* [WHAT IS ASKED]
Give as a JSON list of strings, one per line with blank lines omitted, every line of the listing from its first line through the line containing "238 364 L 232", including that line.

── SUPPLIED DATA ──

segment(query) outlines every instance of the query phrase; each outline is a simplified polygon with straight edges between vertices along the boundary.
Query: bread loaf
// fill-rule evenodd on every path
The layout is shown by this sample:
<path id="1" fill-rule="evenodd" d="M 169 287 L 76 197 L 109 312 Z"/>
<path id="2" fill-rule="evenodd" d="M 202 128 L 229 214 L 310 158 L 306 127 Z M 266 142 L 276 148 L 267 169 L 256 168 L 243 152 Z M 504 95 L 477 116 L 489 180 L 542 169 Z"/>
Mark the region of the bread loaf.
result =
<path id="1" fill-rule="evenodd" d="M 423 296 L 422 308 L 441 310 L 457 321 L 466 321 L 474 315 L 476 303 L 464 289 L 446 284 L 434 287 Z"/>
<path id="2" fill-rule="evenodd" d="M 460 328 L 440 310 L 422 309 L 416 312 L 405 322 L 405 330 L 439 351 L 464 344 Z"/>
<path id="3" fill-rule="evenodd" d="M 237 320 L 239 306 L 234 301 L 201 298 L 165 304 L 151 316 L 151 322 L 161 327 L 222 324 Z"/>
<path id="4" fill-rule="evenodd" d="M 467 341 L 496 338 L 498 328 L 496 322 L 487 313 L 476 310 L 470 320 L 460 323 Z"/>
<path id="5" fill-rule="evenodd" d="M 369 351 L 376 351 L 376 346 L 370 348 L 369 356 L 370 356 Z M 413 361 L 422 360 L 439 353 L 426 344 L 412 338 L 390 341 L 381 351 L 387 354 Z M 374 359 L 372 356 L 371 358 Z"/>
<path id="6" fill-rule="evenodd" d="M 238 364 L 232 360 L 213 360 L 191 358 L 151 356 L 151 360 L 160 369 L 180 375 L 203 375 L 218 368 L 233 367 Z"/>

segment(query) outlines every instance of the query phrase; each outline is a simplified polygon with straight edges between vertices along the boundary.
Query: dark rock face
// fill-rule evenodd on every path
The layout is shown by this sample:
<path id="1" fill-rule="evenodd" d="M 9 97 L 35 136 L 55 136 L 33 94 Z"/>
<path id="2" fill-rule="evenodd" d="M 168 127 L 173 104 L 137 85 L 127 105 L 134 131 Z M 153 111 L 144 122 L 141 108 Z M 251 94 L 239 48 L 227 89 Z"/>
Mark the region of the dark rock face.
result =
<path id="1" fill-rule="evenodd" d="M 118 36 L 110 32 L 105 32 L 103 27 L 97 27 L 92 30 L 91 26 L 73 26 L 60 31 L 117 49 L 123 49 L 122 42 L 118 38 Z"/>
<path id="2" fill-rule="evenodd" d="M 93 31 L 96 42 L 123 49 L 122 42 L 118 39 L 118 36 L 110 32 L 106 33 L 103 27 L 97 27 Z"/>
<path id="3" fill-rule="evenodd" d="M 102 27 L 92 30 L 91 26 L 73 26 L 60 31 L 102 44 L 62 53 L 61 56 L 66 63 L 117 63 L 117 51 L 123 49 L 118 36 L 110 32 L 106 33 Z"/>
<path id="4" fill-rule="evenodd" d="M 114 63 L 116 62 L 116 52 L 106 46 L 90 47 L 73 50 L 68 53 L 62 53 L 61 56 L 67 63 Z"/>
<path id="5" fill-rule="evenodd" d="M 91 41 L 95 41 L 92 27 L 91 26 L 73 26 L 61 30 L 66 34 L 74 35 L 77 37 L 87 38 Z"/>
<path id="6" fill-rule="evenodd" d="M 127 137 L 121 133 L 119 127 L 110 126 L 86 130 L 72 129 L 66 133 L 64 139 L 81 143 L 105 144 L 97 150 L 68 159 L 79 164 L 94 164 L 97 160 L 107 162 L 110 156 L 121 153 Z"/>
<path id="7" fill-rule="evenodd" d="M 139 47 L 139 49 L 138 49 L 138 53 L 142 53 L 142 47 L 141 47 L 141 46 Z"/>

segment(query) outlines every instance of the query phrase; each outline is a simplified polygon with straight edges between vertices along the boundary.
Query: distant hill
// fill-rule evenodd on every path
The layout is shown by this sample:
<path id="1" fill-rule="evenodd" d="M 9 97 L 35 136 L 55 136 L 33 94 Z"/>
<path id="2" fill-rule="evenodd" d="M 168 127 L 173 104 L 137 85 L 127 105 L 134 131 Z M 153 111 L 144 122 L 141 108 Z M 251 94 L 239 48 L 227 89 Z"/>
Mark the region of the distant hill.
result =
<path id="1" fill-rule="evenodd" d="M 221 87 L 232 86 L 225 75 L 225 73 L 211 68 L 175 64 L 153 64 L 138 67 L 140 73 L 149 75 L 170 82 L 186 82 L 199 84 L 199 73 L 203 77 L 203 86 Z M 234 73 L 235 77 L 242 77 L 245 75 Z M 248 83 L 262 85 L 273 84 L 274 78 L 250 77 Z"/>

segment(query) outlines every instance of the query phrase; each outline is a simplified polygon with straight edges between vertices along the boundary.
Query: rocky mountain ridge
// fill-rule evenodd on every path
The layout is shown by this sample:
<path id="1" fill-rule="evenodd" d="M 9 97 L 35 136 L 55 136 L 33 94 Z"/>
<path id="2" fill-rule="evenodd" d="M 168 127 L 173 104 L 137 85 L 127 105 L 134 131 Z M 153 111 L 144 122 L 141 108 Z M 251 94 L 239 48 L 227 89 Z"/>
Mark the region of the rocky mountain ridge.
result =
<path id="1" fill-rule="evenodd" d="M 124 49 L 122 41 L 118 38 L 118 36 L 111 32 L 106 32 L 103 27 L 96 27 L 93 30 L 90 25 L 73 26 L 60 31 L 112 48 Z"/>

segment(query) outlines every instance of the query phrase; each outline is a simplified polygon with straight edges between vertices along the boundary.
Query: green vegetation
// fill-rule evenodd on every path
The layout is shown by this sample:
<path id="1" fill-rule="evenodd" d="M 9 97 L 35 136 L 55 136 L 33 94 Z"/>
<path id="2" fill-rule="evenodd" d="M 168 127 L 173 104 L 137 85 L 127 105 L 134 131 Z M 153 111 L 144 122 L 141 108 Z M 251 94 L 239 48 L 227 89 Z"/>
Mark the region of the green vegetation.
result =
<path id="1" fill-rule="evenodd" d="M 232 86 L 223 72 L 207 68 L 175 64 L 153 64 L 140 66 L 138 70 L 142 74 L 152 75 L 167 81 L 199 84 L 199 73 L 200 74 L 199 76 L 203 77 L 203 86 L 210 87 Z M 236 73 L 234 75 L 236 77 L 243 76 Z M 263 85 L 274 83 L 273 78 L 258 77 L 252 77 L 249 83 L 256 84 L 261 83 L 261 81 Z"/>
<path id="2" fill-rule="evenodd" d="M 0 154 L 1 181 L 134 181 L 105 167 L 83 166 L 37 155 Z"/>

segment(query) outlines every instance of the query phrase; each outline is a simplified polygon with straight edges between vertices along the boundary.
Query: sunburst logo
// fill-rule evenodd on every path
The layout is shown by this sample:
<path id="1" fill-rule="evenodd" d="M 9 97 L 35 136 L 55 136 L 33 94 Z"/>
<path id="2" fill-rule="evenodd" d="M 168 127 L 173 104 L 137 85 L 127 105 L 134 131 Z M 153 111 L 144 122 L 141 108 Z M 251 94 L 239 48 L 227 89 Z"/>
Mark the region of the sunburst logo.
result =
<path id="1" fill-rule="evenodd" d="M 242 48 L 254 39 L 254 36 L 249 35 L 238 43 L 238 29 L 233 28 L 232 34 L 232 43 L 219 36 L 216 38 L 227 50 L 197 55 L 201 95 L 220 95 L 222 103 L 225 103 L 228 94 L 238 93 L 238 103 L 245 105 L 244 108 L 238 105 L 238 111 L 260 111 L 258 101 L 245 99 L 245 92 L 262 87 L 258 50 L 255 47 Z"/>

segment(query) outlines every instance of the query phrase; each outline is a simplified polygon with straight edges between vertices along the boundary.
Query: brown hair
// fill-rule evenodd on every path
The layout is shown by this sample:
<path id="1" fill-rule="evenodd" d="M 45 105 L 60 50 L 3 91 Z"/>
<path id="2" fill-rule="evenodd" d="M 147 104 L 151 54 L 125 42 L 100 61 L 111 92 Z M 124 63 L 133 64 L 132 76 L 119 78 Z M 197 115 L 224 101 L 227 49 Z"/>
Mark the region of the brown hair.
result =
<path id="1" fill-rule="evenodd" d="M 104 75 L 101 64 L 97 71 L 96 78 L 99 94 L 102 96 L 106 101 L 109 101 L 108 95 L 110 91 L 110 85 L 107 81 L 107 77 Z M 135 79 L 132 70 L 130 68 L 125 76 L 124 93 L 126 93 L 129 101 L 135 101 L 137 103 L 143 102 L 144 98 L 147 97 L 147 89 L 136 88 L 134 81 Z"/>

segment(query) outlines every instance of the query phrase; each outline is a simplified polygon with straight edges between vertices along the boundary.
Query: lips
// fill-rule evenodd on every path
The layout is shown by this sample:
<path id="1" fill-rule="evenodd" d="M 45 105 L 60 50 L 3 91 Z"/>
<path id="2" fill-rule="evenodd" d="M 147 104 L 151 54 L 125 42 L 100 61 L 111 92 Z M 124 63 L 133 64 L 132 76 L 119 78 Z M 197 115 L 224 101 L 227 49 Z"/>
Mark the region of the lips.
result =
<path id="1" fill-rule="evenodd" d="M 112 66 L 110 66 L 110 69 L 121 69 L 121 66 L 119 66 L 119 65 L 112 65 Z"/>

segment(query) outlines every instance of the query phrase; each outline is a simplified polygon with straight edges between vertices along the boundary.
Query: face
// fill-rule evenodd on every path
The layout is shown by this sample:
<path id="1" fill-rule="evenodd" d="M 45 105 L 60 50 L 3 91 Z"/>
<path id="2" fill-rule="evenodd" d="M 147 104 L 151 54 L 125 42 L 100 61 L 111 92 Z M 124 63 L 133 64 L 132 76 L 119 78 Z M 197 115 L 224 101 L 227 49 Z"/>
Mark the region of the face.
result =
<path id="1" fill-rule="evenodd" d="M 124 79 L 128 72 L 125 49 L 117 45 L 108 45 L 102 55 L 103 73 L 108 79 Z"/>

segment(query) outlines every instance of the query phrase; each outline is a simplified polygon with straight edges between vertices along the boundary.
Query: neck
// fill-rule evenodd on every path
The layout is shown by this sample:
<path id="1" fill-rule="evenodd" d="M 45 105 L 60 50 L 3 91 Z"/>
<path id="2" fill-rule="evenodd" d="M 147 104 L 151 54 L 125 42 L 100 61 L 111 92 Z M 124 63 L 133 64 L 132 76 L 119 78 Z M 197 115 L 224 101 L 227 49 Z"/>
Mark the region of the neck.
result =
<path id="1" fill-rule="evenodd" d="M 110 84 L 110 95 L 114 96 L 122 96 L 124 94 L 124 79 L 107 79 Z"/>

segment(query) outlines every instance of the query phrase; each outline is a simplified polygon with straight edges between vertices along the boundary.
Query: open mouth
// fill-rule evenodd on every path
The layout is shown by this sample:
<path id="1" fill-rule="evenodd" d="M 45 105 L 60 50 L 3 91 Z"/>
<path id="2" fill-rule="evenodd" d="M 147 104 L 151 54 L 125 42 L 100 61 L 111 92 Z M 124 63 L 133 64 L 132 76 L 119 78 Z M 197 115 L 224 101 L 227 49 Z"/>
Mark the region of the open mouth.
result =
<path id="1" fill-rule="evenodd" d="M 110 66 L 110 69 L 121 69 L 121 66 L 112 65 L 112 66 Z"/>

───

* [SOLUTION FOR THIS TASK]
[
  "segment(query) outlines every instance of the query phrase; each outline is a simplified polygon with straight edges between vertices along the boundary.",
  "Query: bread loaf",
  "// fill-rule evenodd on every path",
  "The layout is shown by this sample:",
  "<path id=\"1\" fill-rule=\"evenodd\" d=\"M 169 287 L 76 197 L 109 312 Z\"/>",
  "<path id=\"2\" fill-rule=\"evenodd\" d=\"M 202 128 L 229 214 L 310 158 L 306 127 Z M 266 142 L 276 148 L 267 169 L 256 168 L 243 152 Z M 504 95 L 477 116 L 489 180 L 542 169 Z\"/>",
  "Mark the region of the bread loaf.",
  "result =",
  "<path id=\"1\" fill-rule=\"evenodd\" d=\"M 423 296 L 422 308 L 441 310 L 457 321 L 466 321 L 474 315 L 476 303 L 464 289 L 446 284 L 434 287 Z\"/>",
  "<path id=\"2\" fill-rule=\"evenodd\" d=\"M 460 328 L 440 310 L 422 309 L 416 312 L 405 322 L 405 330 L 439 351 L 464 344 Z\"/>",
  "<path id=\"3\" fill-rule=\"evenodd\" d=\"M 237 320 L 239 306 L 234 301 L 201 298 L 165 304 L 151 316 L 151 322 L 161 327 L 222 324 Z\"/>",
  "<path id=\"4\" fill-rule=\"evenodd\" d=\"M 467 341 L 496 338 L 498 328 L 496 322 L 487 313 L 476 310 L 470 320 L 460 323 Z\"/>",
  "<path id=\"5\" fill-rule=\"evenodd\" d=\"M 369 351 L 376 351 L 376 346 L 370 348 L 369 356 L 370 356 Z M 413 361 L 422 360 L 439 353 L 426 344 L 412 338 L 390 341 L 381 351 L 387 354 Z M 374 359 L 372 356 L 371 358 Z\"/>",
  "<path id=\"6\" fill-rule=\"evenodd\" d=\"M 238 364 L 232 360 L 213 360 L 191 358 L 151 356 L 151 360 L 160 369 L 180 375 L 203 375 L 218 368 L 233 367 Z\"/>"
]